>> Start GIVEN TEXT

Step 1: Create Input Scenarios File

↑ Unit Testing Process
↓ Unit Test Wrapper Functions
↓ Scenario Category ANalysis (SCAN)
↓ Creating the Input Scenarios File

Unit Test Wrapper Functions

↑ Step 1: Create Input Scenarios File

The three queries are tested by means of views, of which only three of the projected columns need to be used as outputs in unit testing:

  • coupon
  • cap
  • usage

The inputs are the records in the three tables. We need a separate wrapper function for each of the views tested, although they will share most of the code. There is a view for each of the three queries, and we have added a fourth view based on an initial version of the recursive query that appeared to work at first, but in some scenarios gave incorrect results. This demonstrates regression testing. The views are:

  • COUPON_CAPS_PLF_V: Pipelined function
  • COUPON_CAPS_MOD_V: MODEL clause
  • COUPON_CAPS_RSF_V: Recursive subquery factors
  • COUPON_CAPS_RSF_BUG_V: Recursive subquery factors, with bug

The diagram below shows the structure of the input and output of the wrapper functions.

>> End GIVEN TEXT
>> Start MATERIAL PROVIDED

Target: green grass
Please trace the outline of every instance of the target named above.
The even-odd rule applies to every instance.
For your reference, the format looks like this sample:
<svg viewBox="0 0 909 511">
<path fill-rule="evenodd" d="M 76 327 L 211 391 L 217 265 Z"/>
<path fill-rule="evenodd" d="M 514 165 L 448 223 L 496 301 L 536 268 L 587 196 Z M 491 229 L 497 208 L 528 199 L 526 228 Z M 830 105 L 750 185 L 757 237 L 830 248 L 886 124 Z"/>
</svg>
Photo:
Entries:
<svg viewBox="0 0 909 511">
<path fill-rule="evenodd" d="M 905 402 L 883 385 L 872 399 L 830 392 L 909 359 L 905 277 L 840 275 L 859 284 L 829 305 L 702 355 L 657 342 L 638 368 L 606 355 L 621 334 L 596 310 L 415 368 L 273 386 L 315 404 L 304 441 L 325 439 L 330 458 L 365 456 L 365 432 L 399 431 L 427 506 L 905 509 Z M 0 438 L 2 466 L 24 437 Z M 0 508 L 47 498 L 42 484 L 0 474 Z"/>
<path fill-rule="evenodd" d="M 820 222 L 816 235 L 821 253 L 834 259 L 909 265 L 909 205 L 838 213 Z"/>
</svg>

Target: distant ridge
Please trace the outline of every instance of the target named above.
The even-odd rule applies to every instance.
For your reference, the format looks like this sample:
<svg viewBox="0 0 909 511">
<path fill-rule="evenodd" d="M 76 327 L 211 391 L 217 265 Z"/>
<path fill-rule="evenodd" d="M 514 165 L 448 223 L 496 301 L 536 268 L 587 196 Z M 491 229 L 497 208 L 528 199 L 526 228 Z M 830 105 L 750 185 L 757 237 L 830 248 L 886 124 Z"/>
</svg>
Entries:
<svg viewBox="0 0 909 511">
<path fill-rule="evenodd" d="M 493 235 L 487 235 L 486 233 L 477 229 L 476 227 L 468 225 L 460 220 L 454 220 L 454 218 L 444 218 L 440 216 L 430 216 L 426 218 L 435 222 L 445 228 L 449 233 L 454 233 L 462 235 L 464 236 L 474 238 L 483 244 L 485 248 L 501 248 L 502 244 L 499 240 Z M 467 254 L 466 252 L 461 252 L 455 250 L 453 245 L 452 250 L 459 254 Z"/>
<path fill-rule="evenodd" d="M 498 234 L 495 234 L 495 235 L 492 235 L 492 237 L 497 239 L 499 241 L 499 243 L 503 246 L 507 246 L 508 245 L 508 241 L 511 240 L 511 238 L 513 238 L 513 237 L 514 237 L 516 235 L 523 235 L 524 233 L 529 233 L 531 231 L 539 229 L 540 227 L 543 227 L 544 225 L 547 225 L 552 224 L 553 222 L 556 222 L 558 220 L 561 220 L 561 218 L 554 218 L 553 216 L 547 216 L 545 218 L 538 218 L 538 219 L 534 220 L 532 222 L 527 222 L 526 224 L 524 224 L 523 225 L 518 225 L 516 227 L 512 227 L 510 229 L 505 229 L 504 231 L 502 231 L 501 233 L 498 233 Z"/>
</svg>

>> End MATERIAL PROVIDED

**WRITTEN INSTRUCTION 1:**
Answer these from the text on unit test wrapper functions:
(a) Which three projected columns are used as outputs in unit testing?
(b) Which view is based on the MODEL clause?
(c) What does the fourth view, with the bug, demonstrate?
**WRITTEN INSTRUCTION 2:** Rewrite the listing starting at the line containing "Target: distant ridge" and ending at the end of the listing, with "sample" replaced by "example" and everything else unchanged.

**EXERCISE OUTPUT 1:**
(a) coupon, cap and usage
(b) COUPON_CAPS_MOD_V
(c) Regression testing

**EXERCISE OUTPUT 2:**
Target: distant ridge
Please trace the outline of every instance of the target named above.
The even-odd rule applies to every instance.
For your reference, the format looks like this example:
<svg viewBox="0 0 909 511">
<path fill-rule="evenodd" d="M 76 327 L 211 391 L 217 265 Z"/>
<path fill-rule="evenodd" d="M 514 165 L 448 223 L 496 301 L 536 268 L 587 196 Z M 491 229 L 497 208 L 528 199 L 526 228 Z M 830 105 L 750 185 L 757 237 L 830 248 L 886 124 Z"/>
</svg>
Entries:
<svg viewBox="0 0 909 511">
<path fill-rule="evenodd" d="M 493 235 L 487 235 L 486 233 L 477 229 L 476 227 L 468 225 L 460 220 L 454 220 L 454 218 L 444 218 L 440 216 L 430 216 L 426 218 L 435 222 L 445 228 L 449 233 L 454 233 L 462 235 L 464 236 L 474 238 L 483 244 L 485 248 L 501 248 L 502 244 L 499 240 Z M 467 254 L 466 252 L 461 252 L 455 250 L 453 245 L 452 250 L 459 254 Z"/>
<path fill-rule="evenodd" d="M 498 234 L 495 234 L 495 235 L 492 235 L 492 237 L 497 239 L 499 241 L 499 243 L 503 246 L 507 246 L 508 245 L 508 241 L 511 240 L 511 238 L 513 238 L 513 237 L 514 237 L 516 235 L 523 235 L 524 233 L 529 233 L 531 231 L 539 229 L 540 227 L 543 227 L 544 225 L 547 225 L 552 224 L 553 222 L 556 222 L 558 220 L 561 220 L 561 218 L 554 218 L 553 216 L 547 216 L 545 218 L 538 218 L 538 219 L 534 220 L 532 222 L 527 222 L 526 224 L 524 224 L 523 225 L 518 225 L 516 227 L 512 227 L 510 229 L 505 229 L 504 231 L 502 231 L 501 233 L 498 233 Z"/>
</svg>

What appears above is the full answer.